_What you should do_: Each line from the one containing "Find the street" through the last line of the entries below is to be transcribed exactly. Nothing else belongs in the reply.

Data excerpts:

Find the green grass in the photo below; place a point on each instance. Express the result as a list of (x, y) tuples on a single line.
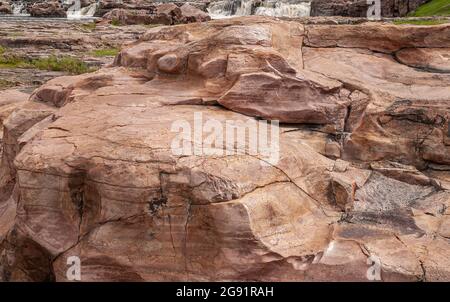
[(5, 84), (421, 22), (91, 26), (107, 52), (53, 63), (433, 8), (116, 22)]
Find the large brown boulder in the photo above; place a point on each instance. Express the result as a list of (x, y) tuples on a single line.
[(360, 173)]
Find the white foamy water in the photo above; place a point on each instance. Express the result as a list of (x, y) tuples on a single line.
[(273, 8)]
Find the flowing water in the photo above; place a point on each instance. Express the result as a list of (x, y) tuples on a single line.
[(74, 11)]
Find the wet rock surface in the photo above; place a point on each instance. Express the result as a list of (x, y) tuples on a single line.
[(88, 167)]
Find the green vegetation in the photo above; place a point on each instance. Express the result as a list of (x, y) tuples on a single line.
[(421, 22), (116, 22), (91, 26), (152, 25), (5, 84), (107, 52), (65, 63), (433, 8)]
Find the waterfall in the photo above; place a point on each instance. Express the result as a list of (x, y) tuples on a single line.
[(19, 9), (284, 8), (75, 12)]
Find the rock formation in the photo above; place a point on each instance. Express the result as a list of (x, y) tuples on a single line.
[(5, 7), (363, 174)]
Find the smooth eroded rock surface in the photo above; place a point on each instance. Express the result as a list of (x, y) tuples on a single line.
[(89, 168)]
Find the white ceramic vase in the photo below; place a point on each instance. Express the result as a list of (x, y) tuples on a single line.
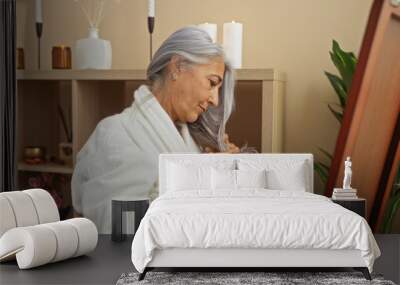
[(93, 52)]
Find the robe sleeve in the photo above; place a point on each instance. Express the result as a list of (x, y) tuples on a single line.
[(111, 164)]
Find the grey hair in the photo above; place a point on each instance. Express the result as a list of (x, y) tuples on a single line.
[(194, 46)]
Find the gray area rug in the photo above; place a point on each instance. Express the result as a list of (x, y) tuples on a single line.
[(233, 278)]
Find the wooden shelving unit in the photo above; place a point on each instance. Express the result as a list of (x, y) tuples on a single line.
[(88, 96), (45, 167)]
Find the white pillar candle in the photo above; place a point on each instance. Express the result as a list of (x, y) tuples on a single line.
[(38, 11), (211, 29), (151, 6), (232, 43)]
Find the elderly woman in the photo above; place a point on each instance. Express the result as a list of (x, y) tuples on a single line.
[(184, 109)]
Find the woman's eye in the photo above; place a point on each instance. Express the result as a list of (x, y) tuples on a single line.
[(212, 83)]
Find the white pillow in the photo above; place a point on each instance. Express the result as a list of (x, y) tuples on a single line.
[(181, 177), (251, 178), (282, 174), (223, 179), (293, 179)]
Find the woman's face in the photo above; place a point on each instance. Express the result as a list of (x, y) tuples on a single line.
[(196, 88)]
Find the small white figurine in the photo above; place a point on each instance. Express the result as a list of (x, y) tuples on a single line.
[(347, 174)]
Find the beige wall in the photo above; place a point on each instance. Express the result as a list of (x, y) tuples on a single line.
[(292, 36)]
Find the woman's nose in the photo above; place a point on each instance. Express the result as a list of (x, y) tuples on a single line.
[(213, 100)]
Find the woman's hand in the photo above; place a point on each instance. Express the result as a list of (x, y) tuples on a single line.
[(231, 148)]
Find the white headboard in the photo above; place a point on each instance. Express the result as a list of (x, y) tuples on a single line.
[(212, 159)]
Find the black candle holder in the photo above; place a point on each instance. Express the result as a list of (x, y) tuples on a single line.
[(150, 26), (39, 31)]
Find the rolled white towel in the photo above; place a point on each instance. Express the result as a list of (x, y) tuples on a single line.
[(87, 234), (7, 218), (23, 208), (67, 240), (40, 244), (46, 208), (33, 246)]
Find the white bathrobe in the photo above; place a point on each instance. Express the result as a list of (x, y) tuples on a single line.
[(121, 157)]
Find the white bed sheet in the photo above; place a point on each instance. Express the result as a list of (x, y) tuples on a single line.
[(250, 218)]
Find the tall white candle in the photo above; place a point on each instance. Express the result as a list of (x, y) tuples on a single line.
[(232, 43), (38, 11), (211, 29), (151, 6)]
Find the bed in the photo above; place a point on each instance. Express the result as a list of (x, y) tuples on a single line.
[(247, 211)]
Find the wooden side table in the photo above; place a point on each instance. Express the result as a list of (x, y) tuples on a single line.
[(358, 205), (121, 205)]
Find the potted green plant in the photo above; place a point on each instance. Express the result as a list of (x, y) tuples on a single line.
[(345, 63)]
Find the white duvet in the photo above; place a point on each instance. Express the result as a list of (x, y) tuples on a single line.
[(251, 218)]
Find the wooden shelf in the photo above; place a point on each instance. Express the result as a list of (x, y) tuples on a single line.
[(134, 74), (46, 167)]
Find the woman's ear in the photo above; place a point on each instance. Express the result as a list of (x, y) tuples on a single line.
[(176, 64)]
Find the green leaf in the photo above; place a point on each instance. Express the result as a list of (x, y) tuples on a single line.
[(393, 207), (345, 63), (338, 115), (339, 87)]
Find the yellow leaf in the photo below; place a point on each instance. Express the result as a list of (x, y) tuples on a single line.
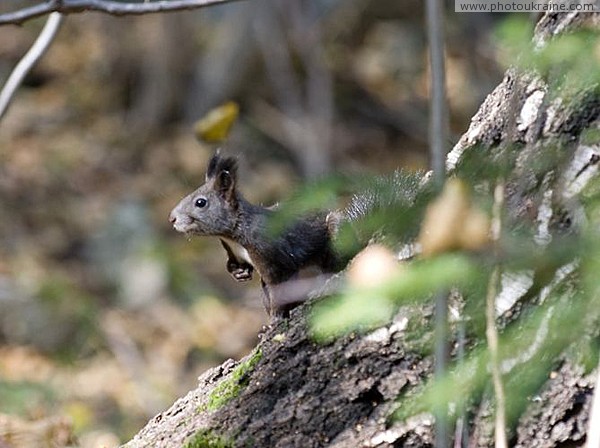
[(214, 127)]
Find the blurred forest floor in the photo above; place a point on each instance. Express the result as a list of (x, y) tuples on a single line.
[(106, 313)]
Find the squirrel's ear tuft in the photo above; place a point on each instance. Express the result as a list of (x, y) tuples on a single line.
[(222, 171), (219, 164)]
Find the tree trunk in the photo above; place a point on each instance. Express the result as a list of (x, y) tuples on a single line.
[(293, 392)]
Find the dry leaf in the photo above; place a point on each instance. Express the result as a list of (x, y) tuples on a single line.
[(373, 265), (214, 127), (451, 222)]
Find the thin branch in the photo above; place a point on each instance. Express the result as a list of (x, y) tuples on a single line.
[(491, 330), (438, 129), (105, 6), (37, 50)]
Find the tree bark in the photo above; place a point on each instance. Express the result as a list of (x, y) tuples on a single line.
[(303, 394)]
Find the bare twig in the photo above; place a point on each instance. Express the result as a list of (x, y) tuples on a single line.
[(438, 128), (36, 51), (105, 6), (491, 330), (593, 435)]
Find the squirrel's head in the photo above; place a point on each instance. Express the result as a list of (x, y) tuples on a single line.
[(213, 208)]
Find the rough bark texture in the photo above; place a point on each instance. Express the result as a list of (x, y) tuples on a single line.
[(301, 394)]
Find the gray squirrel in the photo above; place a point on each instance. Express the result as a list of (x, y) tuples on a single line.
[(217, 208)]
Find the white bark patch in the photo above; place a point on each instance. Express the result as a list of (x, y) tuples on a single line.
[(530, 110), (454, 156), (514, 286), (536, 344), (561, 274), (543, 235), (582, 168), (383, 335)]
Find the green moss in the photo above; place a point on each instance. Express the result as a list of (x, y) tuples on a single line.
[(208, 439), (232, 386), (590, 136)]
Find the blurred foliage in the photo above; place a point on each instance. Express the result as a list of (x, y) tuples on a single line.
[(557, 317)]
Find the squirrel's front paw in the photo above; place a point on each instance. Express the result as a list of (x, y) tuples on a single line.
[(240, 272)]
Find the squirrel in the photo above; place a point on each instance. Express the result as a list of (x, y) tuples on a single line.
[(217, 208)]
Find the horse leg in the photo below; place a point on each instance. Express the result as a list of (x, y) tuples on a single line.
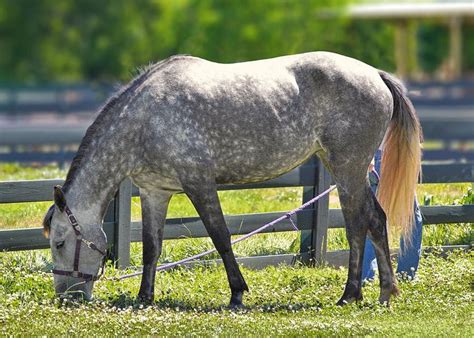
[(364, 215), (355, 208), (154, 208), (204, 197)]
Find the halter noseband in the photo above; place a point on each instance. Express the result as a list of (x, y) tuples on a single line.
[(77, 252)]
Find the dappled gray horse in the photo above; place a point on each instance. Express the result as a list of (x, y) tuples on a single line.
[(187, 124)]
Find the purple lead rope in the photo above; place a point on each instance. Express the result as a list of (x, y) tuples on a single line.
[(250, 234)]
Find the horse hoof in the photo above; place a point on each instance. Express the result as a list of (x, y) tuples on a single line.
[(348, 300)]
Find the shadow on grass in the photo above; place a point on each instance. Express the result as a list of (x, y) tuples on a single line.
[(126, 300)]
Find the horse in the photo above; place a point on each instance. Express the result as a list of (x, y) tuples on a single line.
[(186, 124)]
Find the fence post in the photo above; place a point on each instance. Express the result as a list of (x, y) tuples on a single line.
[(313, 245), (122, 224)]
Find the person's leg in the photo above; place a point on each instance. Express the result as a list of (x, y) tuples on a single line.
[(409, 255)]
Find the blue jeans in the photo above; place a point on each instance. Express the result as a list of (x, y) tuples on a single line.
[(409, 256)]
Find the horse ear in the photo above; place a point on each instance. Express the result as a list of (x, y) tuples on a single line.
[(59, 198)]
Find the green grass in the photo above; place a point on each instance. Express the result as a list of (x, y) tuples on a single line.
[(21, 215), (285, 301)]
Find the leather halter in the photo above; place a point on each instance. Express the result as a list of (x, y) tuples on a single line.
[(77, 252)]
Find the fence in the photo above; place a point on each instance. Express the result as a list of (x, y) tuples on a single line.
[(446, 112), (313, 223)]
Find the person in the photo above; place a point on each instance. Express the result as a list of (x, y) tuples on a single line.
[(409, 255)]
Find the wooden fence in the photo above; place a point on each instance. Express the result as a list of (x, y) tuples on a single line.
[(313, 223), (446, 111)]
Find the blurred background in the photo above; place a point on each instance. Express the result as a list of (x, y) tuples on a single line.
[(60, 60)]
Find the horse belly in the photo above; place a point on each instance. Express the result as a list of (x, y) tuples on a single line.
[(250, 162)]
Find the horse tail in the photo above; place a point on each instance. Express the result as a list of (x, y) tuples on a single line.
[(401, 160)]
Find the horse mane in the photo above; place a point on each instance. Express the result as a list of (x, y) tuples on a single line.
[(143, 74)]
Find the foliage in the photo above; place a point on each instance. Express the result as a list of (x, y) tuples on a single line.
[(284, 301)]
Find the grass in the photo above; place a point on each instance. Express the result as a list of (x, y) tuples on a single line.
[(21, 215), (284, 301)]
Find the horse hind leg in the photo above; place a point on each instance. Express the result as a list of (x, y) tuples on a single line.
[(379, 235), (363, 215)]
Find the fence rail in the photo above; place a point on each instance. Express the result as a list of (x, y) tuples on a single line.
[(313, 223)]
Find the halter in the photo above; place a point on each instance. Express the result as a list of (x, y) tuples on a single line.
[(77, 252)]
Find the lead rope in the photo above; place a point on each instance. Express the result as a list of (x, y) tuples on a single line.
[(250, 234)]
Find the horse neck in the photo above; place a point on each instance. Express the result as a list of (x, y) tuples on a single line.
[(97, 177)]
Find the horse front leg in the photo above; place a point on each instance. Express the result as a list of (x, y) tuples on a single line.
[(203, 195), (154, 208)]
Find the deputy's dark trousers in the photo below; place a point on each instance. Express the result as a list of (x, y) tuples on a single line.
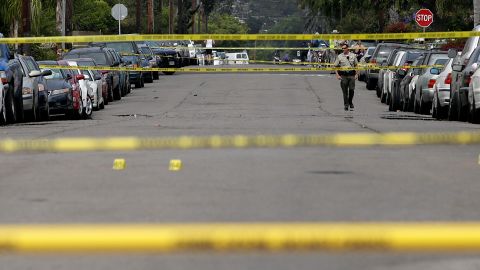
[(348, 87)]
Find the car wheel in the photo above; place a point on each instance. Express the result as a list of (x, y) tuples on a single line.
[(3, 114), (10, 106), (87, 112), (452, 109), (462, 116), (370, 84)]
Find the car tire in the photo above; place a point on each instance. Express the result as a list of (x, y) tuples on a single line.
[(370, 84), (10, 106), (462, 115), (3, 113), (117, 95), (87, 112), (149, 78)]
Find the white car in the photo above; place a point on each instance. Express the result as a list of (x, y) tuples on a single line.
[(3, 111), (474, 97), (441, 92)]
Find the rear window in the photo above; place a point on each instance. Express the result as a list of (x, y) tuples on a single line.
[(442, 58), (122, 47), (99, 57)]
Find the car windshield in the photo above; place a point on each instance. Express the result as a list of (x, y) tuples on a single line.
[(437, 59), (56, 74), (122, 47), (99, 57)]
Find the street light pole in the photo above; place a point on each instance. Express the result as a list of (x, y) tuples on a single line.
[(64, 8)]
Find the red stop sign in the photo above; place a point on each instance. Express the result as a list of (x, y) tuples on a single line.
[(424, 17)]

_Expected output_:
Find the street light pole in the photo above; place a point on each instance. Express the result as a list of (x, y) tuples on a single line.
[(64, 8)]
Find the red stop sign in the photo above; place a point on each instance. Express the result as a list of (x, y) tuples on a single line.
[(424, 17)]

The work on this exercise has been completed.